Could you copy out every line of the records below word for word, leaving out the pictures?

**** Listing ****

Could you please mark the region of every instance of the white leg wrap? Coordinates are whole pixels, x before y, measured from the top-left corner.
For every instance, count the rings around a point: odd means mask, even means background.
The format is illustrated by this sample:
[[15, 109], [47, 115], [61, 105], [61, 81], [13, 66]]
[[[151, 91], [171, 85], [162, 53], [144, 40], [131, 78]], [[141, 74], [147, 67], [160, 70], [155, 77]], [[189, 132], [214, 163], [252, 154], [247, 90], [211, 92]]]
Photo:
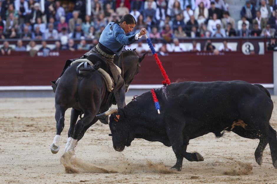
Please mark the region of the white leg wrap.
[[77, 139], [71, 139], [70, 141], [70, 144], [66, 150], [66, 152], [69, 152], [74, 154], [75, 152], [75, 148], [77, 146]]
[[60, 142], [60, 140], [61, 139], [61, 136], [59, 135], [56, 135], [54, 137], [54, 139], [53, 139], [53, 144], [55, 144], [57, 145], [59, 145], [59, 143]]
[[67, 148], [68, 148], [69, 145], [70, 145], [70, 141], [71, 141], [72, 138], [71, 137], [69, 137], [67, 139], [67, 141], [66, 142], [66, 144], [65, 145], [65, 153], [66, 152]]

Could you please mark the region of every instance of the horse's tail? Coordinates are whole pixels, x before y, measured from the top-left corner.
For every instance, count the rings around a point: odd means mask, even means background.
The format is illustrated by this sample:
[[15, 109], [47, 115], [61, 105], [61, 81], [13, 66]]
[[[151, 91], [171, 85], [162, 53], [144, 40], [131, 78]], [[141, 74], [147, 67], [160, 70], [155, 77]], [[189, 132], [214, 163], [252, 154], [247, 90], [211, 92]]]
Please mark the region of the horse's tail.
[[97, 63], [94, 65], [92, 66], [90, 65], [88, 65], [86, 67], [79, 68], [77, 68], [77, 72], [80, 75], [84, 75], [87, 73], [94, 72], [100, 68], [100, 63], [99, 62]]

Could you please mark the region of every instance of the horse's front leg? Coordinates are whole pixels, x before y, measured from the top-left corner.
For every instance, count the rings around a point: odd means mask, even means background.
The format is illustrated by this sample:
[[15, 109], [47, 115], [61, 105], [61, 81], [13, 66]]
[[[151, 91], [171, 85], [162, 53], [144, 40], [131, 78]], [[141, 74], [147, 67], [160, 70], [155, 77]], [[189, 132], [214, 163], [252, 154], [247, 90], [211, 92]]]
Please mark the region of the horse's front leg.
[[56, 104], [55, 105], [56, 112], [55, 119], [57, 122], [57, 133], [54, 137], [52, 144], [50, 146], [50, 150], [52, 153], [55, 154], [60, 150], [60, 140], [61, 133], [65, 127], [65, 113], [66, 110], [65, 106]]
[[77, 145], [77, 142], [79, 135], [80, 135], [84, 128], [89, 125], [93, 121], [96, 114], [96, 112], [91, 111], [87, 111], [85, 112], [84, 117], [78, 121], [75, 126], [73, 139], [70, 141], [70, 144], [65, 151], [66, 153], [69, 153], [72, 154], [74, 154], [75, 153], [74, 148]]
[[73, 139], [73, 134], [74, 132], [74, 129], [78, 119], [78, 117], [81, 114], [81, 111], [72, 108], [71, 109], [71, 114], [70, 117], [70, 126], [68, 129], [68, 133], [67, 135], [68, 138], [67, 138], [66, 144], [65, 145], [65, 152], [66, 151], [67, 148], [70, 144], [70, 141]]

****

## [Exercise response]
Could you please mark the region of every instance of the white leg wrap? Coordinates are whole pixels, x before y, measured from the top-left corner.
For every instance, count the rings around a point: odd means mask, even means background.
The format is illustrated by this sample:
[[15, 109], [47, 115], [61, 105], [61, 81], [13, 66]]
[[[151, 91], [171, 85], [162, 53], [144, 40], [131, 78]], [[141, 74], [147, 67], [160, 70], [155, 77]], [[189, 132], [214, 163], [252, 154], [247, 90], [211, 92]]]
Photo:
Please mark the region of the white leg wrap.
[[77, 139], [71, 139], [70, 141], [70, 144], [66, 150], [66, 152], [69, 152], [74, 154], [75, 152], [75, 148], [77, 146]]
[[60, 142], [60, 140], [61, 139], [61, 136], [59, 135], [56, 135], [54, 137], [54, 139], [53, 139], [53, 144], [55, 144], [57, 145], [59, 145], [59, 143]]
[[67, 148], [68, 148], [69, 145], [70, 145], [70, 141], [71, 141], [72, 138], [71, 137], [69, 137], [67, 139], [67, 141], [66, 142], [66, 144], [65, 145], [65, 153], [66, 152]]

Could you please mark the region of every instance of the horse's tail? Coordinates are whole pixels, x before y, measured from the top-left corner.
For every instance, count the rings around a point: odd means mask, even means background.
The format is illustrated by this sample:
[[15, 109], [47, 115], [61, 105], [61, 81], [13, 66]]
[[[151, 91], [171, 85], [162, 53], [144, 40], [131, 78]], [[141, 74], [147, 67], [160, 70], [155, 77]], [[189, 132], [214, 163], [252, 154], [247, 90], [211, 92]]]
Please mark the region of the horse's tail.
[[97, 63], [94, 65], [92, 66], [90, 65], [88, 65], [86, 67], [79, 68], [77, 68], [77, 72], [80, 75], [84, 75], [87, 73], [94, 72], [100, 68], [100, 63], [99, 62]]

Could you please mark the region of every instance of the horse's front leg? Coordinates are whole pixels, x before y, measured from the top-left corner.
For every instance, count the rings around a point: odd means mask, even means background.
The format is illustrated by this sample:
[[15, 109], [47, 115], [61, 105], [61, 81], [13, 66]]
[[[151, 91], [171, 85], [162, 53], [144, 40], [131, 78]], [[141, 74], [147, 67], [160, 70], [155, 77]], [[189, 132], [214, 163], [252, 154], [247, 90], [211, 92]]]
Please mark the region of the horse's front leg.
[[56, 104], [55, 105], [56, 112], [55, 119], [57, 122], [57, 133], [54, 137], [52, 144], [50, 146], [50, 150], [52, 153], [55, 154], [60, 150], [60, 140], [61, 133], [65, 127], [65, 113], [66, 110], [65, 106]]
[[77, 145], [77, 142], [79, 135], [80, 135], [84, 128], [89, 125], [93, 121], [96, 114], [96, 112], [91, 111], [87, 111], [85, 112], [84, 117], [78, 121], [75, 126], [73, 139], [70, 141], [70, 144], [65, 151], [66, 153], [69, 153], [72, 154], [74, 154], [75, 153], [74, 148]]
[[73, 139], [73, 134], [74, 132], [74, 129], [78, 119], [78, 117], [81, 114], [81, 111], [72, 108], [71, 109], [71, 114], [70, 117], [70, 126], [68, 129], [68, 133], [67, 135], [68, 138], [67, 138], [66, 144], [65, 145], [65, 152], [66, 151], [67, 148], [70, 144], [70, 141]]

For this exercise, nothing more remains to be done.